Sam Barsky is an American artist and internet celebrity. He knits sweaters of landmarks, then takes selfies in front of the landmarks while wearing them. He also knits sweaters of Jewish and other holidays.

His sweaters are knitted without a pattern, freehanding them as he goes along. His sweaters have been displayed in numerous galleries and at the American Visionary Arts Museum. As of January 11, 2022, he has knitted 155 sweaters free-handed.

Background
Barsky started knitting in 1999 after he dropped out of nursing school due to health issues, and first tried to teach himself how to knit from a book he borrowed from the library. Soon after, he met the owners of a local yarn shop, who taught him.

His first sweater was knitted in 2000 and featured a covered bridge and waterwheel. Other early sweaters depicted a waterfall, lake, river, and castle. He made a Twin Towers sweater before the September 11 attacks.

In 2017 an article about his sweaters was published on Imgur. Originally he did not take selfies in front of landmarks, but later did. He has reportedly knitted 119 sweaters for his travels. Though he receives many requests, Barsky does not sell his sweaters because he says it is impossible to be a "human sweater mill." However, he does sell t-shirts with prints of his designs on his website.

Images depicted on Barsky's sweaters

Landmarks
Some of the landmarks Barsky has featured are:
 The Golden Gate Bridge
 Times Square
 Stonehenge
 African Safari
 Western Wall
 Bahá'í gardens
 Dead Sea
 Ein Gedi
 Niagara Falls
 Eiffel Tower
 Oriole Park at Camden Yards
 Tower Bridge
 Hollywood sign
 Las Vegas Strip
 London Bridge (Lake Havasu City)

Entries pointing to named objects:
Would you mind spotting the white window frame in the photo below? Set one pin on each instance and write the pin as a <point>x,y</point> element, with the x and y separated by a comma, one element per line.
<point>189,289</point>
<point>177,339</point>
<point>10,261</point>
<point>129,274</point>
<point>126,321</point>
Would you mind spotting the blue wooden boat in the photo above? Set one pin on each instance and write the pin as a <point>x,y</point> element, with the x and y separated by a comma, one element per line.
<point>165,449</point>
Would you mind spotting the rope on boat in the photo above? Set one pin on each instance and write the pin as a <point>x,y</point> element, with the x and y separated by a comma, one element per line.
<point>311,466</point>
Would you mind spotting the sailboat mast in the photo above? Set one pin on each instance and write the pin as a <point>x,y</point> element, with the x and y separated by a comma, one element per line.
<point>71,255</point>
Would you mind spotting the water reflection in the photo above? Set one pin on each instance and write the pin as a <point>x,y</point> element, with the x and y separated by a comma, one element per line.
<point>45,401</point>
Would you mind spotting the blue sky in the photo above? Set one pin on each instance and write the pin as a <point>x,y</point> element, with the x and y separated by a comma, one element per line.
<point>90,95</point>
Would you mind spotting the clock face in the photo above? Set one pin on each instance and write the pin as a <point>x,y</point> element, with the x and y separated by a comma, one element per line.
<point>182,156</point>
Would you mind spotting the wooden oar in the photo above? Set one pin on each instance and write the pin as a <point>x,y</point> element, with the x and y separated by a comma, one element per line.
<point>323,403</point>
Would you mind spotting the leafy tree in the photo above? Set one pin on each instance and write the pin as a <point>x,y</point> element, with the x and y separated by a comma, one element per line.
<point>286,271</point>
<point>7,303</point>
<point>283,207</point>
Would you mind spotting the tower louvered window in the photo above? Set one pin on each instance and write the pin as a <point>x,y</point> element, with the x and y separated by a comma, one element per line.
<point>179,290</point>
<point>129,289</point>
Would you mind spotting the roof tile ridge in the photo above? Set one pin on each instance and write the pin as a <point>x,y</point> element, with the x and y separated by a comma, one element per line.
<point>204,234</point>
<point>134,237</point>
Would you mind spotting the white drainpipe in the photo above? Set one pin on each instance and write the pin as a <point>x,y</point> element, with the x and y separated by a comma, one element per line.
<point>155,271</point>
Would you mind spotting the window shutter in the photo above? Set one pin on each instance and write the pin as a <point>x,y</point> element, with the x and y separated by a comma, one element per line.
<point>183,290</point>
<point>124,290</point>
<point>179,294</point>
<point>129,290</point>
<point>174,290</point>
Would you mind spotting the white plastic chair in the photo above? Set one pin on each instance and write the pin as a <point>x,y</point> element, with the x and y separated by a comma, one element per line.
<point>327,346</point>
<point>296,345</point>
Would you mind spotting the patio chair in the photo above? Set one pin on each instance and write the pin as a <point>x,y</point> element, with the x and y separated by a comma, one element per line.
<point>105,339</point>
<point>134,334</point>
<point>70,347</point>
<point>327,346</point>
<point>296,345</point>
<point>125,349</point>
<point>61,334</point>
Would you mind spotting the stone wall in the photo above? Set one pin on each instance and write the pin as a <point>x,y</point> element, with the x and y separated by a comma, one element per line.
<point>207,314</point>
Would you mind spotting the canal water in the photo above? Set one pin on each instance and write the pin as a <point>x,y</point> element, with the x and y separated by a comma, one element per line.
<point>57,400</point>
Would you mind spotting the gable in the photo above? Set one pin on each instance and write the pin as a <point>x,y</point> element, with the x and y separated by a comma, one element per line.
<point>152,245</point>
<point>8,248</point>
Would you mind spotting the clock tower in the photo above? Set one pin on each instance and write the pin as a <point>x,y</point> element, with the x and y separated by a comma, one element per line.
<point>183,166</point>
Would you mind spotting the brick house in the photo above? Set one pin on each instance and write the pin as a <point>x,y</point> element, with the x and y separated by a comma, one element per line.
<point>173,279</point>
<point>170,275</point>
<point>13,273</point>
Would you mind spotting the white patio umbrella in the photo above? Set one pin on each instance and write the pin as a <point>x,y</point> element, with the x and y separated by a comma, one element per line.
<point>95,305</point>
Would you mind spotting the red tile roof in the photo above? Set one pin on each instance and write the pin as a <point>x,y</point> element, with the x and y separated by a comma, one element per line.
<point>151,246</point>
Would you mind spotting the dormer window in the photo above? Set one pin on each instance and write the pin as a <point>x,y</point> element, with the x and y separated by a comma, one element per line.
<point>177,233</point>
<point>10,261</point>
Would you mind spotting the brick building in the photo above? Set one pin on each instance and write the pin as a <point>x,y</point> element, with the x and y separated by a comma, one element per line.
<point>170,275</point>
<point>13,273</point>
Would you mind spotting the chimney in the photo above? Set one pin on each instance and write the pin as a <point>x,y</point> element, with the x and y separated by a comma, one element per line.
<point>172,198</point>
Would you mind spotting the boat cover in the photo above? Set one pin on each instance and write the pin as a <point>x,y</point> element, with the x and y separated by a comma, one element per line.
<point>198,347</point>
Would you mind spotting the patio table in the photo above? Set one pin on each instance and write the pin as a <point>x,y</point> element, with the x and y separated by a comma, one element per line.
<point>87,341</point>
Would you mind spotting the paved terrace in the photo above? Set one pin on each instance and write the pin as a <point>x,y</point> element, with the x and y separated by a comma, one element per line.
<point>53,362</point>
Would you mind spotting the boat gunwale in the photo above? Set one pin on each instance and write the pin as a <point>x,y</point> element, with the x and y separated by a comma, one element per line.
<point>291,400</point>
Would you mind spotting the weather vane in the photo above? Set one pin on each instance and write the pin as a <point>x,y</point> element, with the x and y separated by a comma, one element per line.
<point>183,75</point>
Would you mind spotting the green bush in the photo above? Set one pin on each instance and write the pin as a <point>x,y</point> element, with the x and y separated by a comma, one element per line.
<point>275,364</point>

COMPLETE THE FOLLOWING:
1) Answer these questions about the Sam Barsky article:
(a) In what year did Barsky start knitting?
(b) What did his first sweater feature?
(c) How many sweaters had he knitted free-handed as of January 11, 2022?
2) Please continue the Sam Barsky article from the point where it stops.

RESPONSES:
1)
(a) 1999
(b) A covered bridge and a waterwheel
(c) 155

2)
Holidays
 Hanukkah
 Sukkot
 Shavuot
 Passover
 Martin Luther King Jr. Day
 Groundhog Day

Other
 Field of pylons 
 Coral reef
 Playing cards
 His 100th sweater he describes as his "sweater of sweaters."

Barsky has also knitted items other than sweaters, including a framed picture of the Beth Am sanctuary.

Personal life
Barsky was raised Orthodox Jewish, and practices today as a Conservative Jew and is a kohein. He is married to his wife Deborah.

He has lupus and a neurological disorder, but he says he does not let it stand in the way of his knitting.

References

External links
 Official website
 Sam Barsky's Instagram

People from Baltimore
Artists from Baltimore
People in knitting
People with lupus
Living people
Year of birth missing (living people)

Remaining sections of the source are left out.